* Problem details *
Beneath this line are the data; copy exactly the part of them that opens with the line containing "just wanna know the bbox for the door frame" and closes with the line containing "det: hanging wire", and only that part.

* Provided records *
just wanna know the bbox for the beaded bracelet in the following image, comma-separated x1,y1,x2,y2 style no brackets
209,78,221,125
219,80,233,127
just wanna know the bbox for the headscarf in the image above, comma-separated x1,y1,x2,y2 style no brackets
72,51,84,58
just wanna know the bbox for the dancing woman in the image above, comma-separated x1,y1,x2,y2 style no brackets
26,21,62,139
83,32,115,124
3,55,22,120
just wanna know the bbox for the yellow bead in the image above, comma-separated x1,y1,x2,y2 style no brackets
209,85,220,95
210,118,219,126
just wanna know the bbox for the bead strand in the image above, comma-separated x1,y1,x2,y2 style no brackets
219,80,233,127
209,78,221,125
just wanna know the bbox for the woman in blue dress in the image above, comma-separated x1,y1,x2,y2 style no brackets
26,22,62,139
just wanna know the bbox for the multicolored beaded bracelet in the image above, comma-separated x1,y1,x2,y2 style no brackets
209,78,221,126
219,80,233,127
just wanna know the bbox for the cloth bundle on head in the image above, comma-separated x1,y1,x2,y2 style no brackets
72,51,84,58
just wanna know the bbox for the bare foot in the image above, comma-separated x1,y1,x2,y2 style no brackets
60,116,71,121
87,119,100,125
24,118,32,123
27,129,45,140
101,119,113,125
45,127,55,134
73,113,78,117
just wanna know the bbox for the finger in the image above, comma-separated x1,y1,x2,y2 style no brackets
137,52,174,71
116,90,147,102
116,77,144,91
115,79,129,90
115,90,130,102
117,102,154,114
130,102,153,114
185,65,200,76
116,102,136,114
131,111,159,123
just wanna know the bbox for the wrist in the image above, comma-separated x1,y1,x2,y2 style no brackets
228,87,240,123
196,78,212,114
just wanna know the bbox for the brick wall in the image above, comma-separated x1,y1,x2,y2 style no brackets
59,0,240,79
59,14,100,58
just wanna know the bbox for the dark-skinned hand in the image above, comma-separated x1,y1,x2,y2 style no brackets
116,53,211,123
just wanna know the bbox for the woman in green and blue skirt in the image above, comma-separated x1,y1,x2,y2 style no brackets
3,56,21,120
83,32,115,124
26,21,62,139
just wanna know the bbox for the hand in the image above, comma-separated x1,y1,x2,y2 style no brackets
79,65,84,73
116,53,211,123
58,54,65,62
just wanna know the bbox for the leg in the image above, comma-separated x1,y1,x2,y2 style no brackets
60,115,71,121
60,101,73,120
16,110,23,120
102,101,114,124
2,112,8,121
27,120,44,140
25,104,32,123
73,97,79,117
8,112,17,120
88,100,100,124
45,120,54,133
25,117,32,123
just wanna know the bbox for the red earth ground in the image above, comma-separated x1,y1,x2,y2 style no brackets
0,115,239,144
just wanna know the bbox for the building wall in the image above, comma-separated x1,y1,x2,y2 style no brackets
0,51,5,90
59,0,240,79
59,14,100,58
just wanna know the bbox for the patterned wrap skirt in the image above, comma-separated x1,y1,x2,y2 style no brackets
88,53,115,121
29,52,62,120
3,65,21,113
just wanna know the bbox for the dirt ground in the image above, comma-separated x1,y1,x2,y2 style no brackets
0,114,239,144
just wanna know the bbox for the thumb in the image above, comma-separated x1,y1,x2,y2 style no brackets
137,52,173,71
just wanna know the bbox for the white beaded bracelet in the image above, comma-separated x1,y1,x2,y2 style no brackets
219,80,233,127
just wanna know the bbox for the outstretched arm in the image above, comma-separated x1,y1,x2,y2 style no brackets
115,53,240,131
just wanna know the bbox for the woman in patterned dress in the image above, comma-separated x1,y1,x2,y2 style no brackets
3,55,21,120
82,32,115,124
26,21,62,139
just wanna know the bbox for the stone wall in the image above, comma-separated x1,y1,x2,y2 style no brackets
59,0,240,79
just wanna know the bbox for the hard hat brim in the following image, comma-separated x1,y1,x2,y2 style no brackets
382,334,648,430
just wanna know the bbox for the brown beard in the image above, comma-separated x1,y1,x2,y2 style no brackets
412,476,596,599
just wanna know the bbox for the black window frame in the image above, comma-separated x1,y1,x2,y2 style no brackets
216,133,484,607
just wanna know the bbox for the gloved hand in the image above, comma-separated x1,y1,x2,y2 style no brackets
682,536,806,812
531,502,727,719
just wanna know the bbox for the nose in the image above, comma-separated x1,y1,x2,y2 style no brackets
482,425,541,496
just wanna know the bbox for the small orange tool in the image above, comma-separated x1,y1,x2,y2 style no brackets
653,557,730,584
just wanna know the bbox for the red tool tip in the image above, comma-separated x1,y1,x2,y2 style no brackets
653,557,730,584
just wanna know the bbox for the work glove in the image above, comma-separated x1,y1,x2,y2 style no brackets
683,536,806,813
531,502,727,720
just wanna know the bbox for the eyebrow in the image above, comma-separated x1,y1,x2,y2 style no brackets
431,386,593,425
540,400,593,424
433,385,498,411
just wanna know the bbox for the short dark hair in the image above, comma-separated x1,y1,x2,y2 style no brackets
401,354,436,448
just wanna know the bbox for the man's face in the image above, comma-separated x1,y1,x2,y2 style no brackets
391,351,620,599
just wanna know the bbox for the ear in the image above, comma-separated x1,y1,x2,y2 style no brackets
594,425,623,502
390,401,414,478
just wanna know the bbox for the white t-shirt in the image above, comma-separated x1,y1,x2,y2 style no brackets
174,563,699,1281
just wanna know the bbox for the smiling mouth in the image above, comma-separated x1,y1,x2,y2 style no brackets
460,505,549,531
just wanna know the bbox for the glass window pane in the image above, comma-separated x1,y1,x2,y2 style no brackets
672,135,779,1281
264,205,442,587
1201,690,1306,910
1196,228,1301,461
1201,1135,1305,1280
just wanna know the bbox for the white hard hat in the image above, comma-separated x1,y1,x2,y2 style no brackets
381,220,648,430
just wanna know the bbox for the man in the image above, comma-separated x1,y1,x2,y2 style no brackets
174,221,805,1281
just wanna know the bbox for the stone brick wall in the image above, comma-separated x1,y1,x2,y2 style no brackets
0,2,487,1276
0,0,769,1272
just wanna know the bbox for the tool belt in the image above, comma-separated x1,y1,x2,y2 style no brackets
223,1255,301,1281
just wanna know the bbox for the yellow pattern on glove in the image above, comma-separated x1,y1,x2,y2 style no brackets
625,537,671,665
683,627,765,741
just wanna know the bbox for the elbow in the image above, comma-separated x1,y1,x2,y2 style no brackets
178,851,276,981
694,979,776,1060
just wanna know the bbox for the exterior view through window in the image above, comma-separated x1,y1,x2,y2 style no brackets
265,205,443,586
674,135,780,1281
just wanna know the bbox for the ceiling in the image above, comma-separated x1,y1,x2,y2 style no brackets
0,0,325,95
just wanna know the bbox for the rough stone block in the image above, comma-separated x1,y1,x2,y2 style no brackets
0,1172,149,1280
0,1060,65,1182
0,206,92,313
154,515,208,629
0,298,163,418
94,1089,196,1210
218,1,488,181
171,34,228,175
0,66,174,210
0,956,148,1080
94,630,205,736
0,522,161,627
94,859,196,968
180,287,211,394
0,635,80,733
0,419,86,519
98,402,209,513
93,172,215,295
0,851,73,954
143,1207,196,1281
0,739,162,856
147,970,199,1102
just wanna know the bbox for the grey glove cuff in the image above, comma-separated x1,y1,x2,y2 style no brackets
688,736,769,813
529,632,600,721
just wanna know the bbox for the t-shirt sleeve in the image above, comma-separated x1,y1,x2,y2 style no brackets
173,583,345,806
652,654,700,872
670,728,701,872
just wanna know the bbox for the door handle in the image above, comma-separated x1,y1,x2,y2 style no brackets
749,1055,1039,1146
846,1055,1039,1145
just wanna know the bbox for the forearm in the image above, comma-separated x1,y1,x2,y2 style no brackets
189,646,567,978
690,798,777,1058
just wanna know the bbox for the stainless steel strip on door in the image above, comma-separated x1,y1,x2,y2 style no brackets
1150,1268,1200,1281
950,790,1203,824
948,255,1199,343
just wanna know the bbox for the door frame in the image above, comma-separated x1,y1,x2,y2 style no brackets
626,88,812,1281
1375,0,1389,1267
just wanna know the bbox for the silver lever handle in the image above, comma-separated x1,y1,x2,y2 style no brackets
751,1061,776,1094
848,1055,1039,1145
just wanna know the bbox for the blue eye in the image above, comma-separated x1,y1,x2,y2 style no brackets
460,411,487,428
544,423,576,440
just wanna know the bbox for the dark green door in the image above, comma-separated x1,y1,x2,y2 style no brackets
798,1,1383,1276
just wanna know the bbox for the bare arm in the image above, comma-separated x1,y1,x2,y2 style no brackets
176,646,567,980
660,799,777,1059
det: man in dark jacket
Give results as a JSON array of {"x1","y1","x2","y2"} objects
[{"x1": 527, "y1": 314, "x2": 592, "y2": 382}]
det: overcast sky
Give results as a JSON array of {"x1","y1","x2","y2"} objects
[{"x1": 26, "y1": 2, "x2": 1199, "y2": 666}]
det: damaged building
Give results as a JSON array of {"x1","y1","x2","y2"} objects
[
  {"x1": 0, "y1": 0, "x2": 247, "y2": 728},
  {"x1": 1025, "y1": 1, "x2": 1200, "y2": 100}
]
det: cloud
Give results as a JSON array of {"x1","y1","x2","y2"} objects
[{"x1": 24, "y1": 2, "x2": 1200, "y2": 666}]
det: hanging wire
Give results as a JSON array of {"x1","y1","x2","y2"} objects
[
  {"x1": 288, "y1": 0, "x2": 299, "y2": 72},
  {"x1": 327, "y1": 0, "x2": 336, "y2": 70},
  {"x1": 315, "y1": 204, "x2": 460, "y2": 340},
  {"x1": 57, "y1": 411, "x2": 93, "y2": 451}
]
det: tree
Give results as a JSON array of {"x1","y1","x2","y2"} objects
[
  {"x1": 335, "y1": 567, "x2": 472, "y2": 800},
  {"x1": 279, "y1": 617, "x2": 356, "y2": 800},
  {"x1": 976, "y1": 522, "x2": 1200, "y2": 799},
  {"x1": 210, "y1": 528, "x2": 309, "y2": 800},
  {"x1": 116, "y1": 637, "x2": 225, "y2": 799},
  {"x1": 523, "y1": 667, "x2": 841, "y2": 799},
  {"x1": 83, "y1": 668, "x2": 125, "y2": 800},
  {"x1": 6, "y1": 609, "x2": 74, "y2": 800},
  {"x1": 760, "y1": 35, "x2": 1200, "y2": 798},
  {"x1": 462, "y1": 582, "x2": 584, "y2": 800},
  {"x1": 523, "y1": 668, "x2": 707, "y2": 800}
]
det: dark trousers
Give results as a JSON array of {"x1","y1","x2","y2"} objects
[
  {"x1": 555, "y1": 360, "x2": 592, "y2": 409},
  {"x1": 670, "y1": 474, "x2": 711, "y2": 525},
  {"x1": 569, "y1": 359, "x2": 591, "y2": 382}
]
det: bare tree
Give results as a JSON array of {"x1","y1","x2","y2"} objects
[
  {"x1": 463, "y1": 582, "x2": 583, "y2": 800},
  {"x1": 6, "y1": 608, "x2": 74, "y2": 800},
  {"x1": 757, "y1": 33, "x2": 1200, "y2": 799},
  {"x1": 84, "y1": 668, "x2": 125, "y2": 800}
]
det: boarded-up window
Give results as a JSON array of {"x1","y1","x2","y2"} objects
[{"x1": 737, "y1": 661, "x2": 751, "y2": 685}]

* Exercise output *
just wanna know the bbox for the door frame in the image above, comma-separated x1,y1,x2,y2 style no brackets
626,88,812,1281
1375,0,1389,1267
just wanna know the bbox for the silver lever handle in the image above, comma-separated x1,y1,x2,y2 style no brackets
751,1061,776,1094
848,1055,1039,1145
just wanna know the bbox for the blue eye in the image above, comma-separated x1,y1,x2,y2 style no brackets
460,411,487,428
544,423,576,440
just wanna know the bbox for the dark green door in the image above, comma-separated x1,y1,x2,y2 style no brackets
798,1,1383,1276
just wanna know the bbox for the bare arm in the image above, comma-separated x1,y1,x2,y2 style no brackets
176,646,567,980
660,799,777,1059
det: man in dark jacket
Give results as a JSON array of {"x1","y1","x2","y2"} objects
[{"x1": 527, "y1": 314, "x2": 592, "y2": 382}]
det: overcast sky
Give results as a JSON array of {"x1","y1","x2","y2"} objects
[{"x1": 26, "y1": 2, "x2": 1199, "y2": 666}]
det: damaged building
Give results as a JSON array of {"x1","y1","x2","y2"} objects
[
  {"x1": 0, "y1": 0, "x2": 247, "y2": 728},
  {"x1": 1025, "y1": 1, "x2": 1200, "y2": 100}
]
det: cloud
Give results as a JSON array of {"x1","y1","x2","y2"} objects
[{"x1": 24, "y1": 2, "x2": 1200, "y2": 666}]
det: hanging wire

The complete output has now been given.